**WHAT THE TASK REQUIRES:** Rewrite the material from the line containing "of the dark" through the line containing "<point>606,195</point>", both ends included. Keep every line's wording unchanged, but raise each x and y coordinate in the answer points by 128.

——————————

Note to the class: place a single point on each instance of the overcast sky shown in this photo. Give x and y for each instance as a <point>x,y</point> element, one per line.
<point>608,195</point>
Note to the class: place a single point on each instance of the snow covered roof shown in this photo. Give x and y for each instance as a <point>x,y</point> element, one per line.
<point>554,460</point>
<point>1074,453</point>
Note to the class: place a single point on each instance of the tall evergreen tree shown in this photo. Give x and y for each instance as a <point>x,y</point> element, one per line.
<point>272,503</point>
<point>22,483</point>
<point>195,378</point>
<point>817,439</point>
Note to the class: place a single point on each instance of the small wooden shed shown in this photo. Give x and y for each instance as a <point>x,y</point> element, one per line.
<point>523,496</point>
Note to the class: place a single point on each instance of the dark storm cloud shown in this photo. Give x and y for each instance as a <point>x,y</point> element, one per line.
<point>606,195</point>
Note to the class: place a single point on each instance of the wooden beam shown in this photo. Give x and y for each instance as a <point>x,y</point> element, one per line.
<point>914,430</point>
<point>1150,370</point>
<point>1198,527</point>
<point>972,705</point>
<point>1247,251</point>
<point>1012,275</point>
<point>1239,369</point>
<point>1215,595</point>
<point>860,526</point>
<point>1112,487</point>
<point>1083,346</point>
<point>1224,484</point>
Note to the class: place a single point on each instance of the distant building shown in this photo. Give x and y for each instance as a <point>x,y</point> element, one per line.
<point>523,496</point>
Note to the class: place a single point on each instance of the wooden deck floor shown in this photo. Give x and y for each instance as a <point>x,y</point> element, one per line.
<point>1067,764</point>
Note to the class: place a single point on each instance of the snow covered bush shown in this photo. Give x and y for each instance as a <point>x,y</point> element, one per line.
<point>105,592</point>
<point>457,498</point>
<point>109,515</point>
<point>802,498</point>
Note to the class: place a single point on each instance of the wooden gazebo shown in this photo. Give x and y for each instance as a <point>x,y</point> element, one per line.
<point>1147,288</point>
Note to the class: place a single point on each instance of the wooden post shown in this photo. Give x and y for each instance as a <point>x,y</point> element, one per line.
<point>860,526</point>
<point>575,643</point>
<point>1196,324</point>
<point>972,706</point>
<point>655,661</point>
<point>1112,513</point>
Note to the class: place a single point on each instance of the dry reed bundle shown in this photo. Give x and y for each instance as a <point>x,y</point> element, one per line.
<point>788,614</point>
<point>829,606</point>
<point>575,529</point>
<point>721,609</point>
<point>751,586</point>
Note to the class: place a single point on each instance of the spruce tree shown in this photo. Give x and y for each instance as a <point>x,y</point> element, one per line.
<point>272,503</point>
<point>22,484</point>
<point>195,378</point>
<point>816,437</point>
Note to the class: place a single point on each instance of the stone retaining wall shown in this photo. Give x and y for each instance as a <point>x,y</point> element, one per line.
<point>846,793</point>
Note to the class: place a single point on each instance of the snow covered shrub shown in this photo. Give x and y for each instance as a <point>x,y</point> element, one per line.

——————————

**EXERCISE SOLUTION:**
Note to the class: place a single point on each instance of the dark storm cloud shown in this photo. Give x and y for each instance as a <point>x,y</point> element, one per line.
<point>734,323</point>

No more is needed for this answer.